● What needs to be done:
Without skipping any entry, transcribe the data word for word.

Stored data
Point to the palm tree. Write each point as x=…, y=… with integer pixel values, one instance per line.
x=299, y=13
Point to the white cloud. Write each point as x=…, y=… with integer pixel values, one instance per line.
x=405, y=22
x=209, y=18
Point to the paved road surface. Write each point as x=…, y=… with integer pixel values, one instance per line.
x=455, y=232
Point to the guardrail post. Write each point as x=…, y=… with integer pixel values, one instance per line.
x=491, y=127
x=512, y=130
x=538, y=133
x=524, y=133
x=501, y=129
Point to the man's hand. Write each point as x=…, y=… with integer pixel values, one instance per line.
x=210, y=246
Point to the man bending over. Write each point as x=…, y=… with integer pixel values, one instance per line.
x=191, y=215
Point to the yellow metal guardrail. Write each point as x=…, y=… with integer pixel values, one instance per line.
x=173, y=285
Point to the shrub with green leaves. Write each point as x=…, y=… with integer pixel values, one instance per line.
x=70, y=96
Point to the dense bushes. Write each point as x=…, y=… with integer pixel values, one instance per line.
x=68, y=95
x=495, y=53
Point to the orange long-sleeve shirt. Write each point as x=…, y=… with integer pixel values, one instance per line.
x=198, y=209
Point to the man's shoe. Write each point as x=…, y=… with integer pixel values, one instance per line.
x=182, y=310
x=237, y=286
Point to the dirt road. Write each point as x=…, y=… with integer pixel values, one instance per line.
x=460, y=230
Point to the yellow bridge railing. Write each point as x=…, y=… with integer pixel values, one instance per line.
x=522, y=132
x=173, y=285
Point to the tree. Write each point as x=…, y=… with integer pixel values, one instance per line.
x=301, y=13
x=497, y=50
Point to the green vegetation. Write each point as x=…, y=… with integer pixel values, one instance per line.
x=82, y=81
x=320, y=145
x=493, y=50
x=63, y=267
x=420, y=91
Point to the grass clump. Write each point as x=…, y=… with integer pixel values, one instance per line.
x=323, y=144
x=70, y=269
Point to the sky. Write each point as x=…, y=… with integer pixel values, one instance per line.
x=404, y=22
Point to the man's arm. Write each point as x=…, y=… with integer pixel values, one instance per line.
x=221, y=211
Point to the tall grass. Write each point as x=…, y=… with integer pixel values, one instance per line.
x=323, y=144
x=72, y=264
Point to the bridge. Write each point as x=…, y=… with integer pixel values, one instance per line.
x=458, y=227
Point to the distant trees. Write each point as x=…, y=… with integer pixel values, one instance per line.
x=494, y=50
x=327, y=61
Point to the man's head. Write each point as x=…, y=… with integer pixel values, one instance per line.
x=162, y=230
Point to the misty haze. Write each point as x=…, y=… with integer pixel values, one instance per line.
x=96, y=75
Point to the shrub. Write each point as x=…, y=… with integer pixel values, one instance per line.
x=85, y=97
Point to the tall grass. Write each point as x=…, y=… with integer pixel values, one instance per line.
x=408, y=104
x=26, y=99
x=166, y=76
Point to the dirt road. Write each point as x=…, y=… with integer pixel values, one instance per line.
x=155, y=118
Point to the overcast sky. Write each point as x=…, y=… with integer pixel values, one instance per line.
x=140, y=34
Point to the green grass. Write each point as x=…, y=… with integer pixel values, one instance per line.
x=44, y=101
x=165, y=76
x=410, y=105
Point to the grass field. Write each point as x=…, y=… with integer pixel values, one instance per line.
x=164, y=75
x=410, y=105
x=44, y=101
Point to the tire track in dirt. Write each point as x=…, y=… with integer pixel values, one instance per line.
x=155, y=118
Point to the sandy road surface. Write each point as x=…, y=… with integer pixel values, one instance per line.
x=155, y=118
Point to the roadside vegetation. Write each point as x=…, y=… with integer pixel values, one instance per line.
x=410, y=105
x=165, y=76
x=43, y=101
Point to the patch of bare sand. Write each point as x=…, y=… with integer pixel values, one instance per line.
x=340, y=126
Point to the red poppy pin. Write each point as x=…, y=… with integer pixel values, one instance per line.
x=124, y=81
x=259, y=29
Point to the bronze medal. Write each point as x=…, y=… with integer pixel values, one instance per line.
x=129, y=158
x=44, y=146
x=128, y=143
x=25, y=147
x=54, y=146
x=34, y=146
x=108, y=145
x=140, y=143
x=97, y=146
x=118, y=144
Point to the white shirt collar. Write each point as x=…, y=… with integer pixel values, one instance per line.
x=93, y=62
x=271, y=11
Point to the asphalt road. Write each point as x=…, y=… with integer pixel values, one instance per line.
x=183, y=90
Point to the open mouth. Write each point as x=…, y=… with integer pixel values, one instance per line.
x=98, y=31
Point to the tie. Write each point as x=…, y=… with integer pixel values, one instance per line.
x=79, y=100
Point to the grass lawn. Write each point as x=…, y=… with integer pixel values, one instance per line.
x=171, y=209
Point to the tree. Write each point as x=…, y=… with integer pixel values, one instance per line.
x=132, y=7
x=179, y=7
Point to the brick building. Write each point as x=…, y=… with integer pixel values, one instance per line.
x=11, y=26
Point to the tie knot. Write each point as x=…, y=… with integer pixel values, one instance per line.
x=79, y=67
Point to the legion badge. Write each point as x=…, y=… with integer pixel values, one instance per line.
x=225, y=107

● Exercise output:
Point to the palm tree. Write each point as x=…, y=… with integer pixel values, one instance per line.
x=299, y=13
Point to the white cloud. Write each point as x=…, y=… with integer pixel values, one instance per line.
x=405, y=22
x=209, y=18
Point to the paved road surface. Write each point as x=…, y=… with integer pixel values, one instance per line.
x=455, y=232
Point to the guardrail post. Write each point as x=…, y=… with integer pixel values, one instance per line.
x=491, y=127
x=512, y=130
x=538, y=133
x=524, y=133
x=501, y=129
Point to the man's hand. Write each point as x=…, y=… with integer pixel values, one instance per line.
x=210, y=246
Point to the man bending over. Write each point as x=…, y=… with integer pixel values, one instance per line.
x=191, y=215
Point to the yellow metal guardrail. Write each point as x=…, y=… with integer pixel values, one instance per line.
x=173, y=285
Point to the shrub with green leaves. Write each point as x=…, y=… with integer pixel values, one instance per line.
x=70, y=96
Point to the dense bushes. Write each point as x=…, y=… with integer pixel values, one instance per line.
x=68, y=95
x=495, y=53
Point to the orange long-sleeve shirt. Write each point as x=…, y=… with integer pixel values, one instance per line.
x=198, y=209
Point to the man's shoe. Write each point as x=…, y=… with integer pixel values, one instance per line.
x=182, y=310
x=237, y=286
Point to the dirt road. Write each point as x=…, y=… with integer pixel values, one instance per line.
x=460, y=230
Point to the yellow bridge railing. Write each point as x=…, y=… with integer pixel values, one instance per line.
x=522, y=132
x=173, y=285
Point to the tree. Write each point as x=…, y=… with integer pixel values, one instance per line.
x=301, y=13
x=497, y=50
Point to the green vegetation. Write each point as x=…, y=… with integer pixel values, one instance per line.
x=82, y=81
x=320, y=145
x=493, y=50
x=63, y=267
x=420, y=91
Point to the grass clump. Write each point as x=…, y=… with integer pixel values, one instance per line.
x=323, y=144
x=70, y=269
Point to the sky. Write each point as x=…, y=… with integer pixel values, one instance per line.
x=404, y=22
Point to the man's arm. Write each point as x=…, y=… with integer pixel values, one instance per line.
x=221, y=211
Point to the tall grass. Write each point as x=…, y=… with integer pixel values, one instance per line.
x=323, y=144
x=72, y=264
Point to the bridge. Write each point as x=…, y=… with integer pixel values, one instance per line.
x=458, y=227
Point to the distant trees. Write each point as x=…, y=… with integer pixel values, one instance per line.
x=494, y=50
x=327, y=61
Point to the man's head. Write each point as x=…, y=… with integer pixel values, one instance per line.
x=162, y=230
Point to the misty haze. Write each point as x=…, y=… with integer pixel values, one instance per line.
x=96, y=75
Point to the shrub. Write each point as x=…, y=… with integer pixel values, one instance per line.
x=85, y=97
Point to the tall grass. Write each point as x=…, y=… with integer pixel values, one instance per line.
x=408, y=104
x=26, y=99
x=166, y=76
Point to the dirt road. Write each point as x=…, y=… with integer pixel values, one instance per line.
x=155, y=118
Point to the overcast sky. Write each point as x=…, y=… with integer pixel values, one instance per line.
x=140, y=34
Point to the green grass. Write each point as x=…, y=… with integer pixel values, one instance per line.
x=44, y=101
x=165, y=76
x=410, y=105
Point to the grass field. Write each point as x=…, y=… with integer pixel values, one instance per line.
x=164, y=75
x=410, y=105
x=44, y=101
Point to the tire track in dirt. Write each point as x=…, y=… with integer pixel values, one instance per line.
x=155, y=118
Point to the sandy road surface. Write each point as x=…, y=… with integer pixel values, one instance per line.
x=155, y=118
Point to the roadside vegetation. Write each point as x=…, y=… with integer pixel values, one instance per line.
x=410, y=105
x=165, y=76
x=43, y=101
Point to the patch of bare sand. Write each point as x=…, y=… with integer pixel values, one instance per line.
x=340, y=126
Point to the red poppy pin. Write each point as x=…, y=… with integer pixel values, one instance per line.
x=124, y=81
x=259, y=29
Point to the bronze medal. Write each point as x=…, y=… with integer pixel values, one instance per line.
x=129, y=158
x=44, y=146
x=128, y=143
x=25, y=147
x=54, y=146
x=34, y=146
x=108, y=145
x=140, y=143
x=97, y=146
x=118, y=144
Point to the white shirt collar. Write each point as x=…, y=… with integer pixel values, one instance per line.
x=93, y=62
x=271, y=11
Point to the asphalt road. Write each point as x=…, y=… with integer pixel values, one instance per line.
x=183, y=90
Point to the open mouth. Write each point as x=…, y=… with integer pixel values, one instance per line.
x=98, y=31
Point to the tie. Write each point as x=…, y=… with integer pixel values, one instance per line.
x=79, y=100
Point to the grass lawn. Write each point as x=…, y=… with integer pixel values, one instance per line.
x=171, y=209
Point to the tree. Write each point as x=…, y=… with integer pixel values, one instance per line.
x=132, y=7
x=179, y=7
Point to the brick building. Write each point as x=…, y=… with integer pixel values, one instance per line.
x=11, y=26
Point to the tie knot. Write each point as x=…, y=… with integer pixel values, one instance per line.
x=79, y=67
Point to the legion badge. Write each point as x=…, y=… with integer pixel values, one instance per line.
x=225, y=107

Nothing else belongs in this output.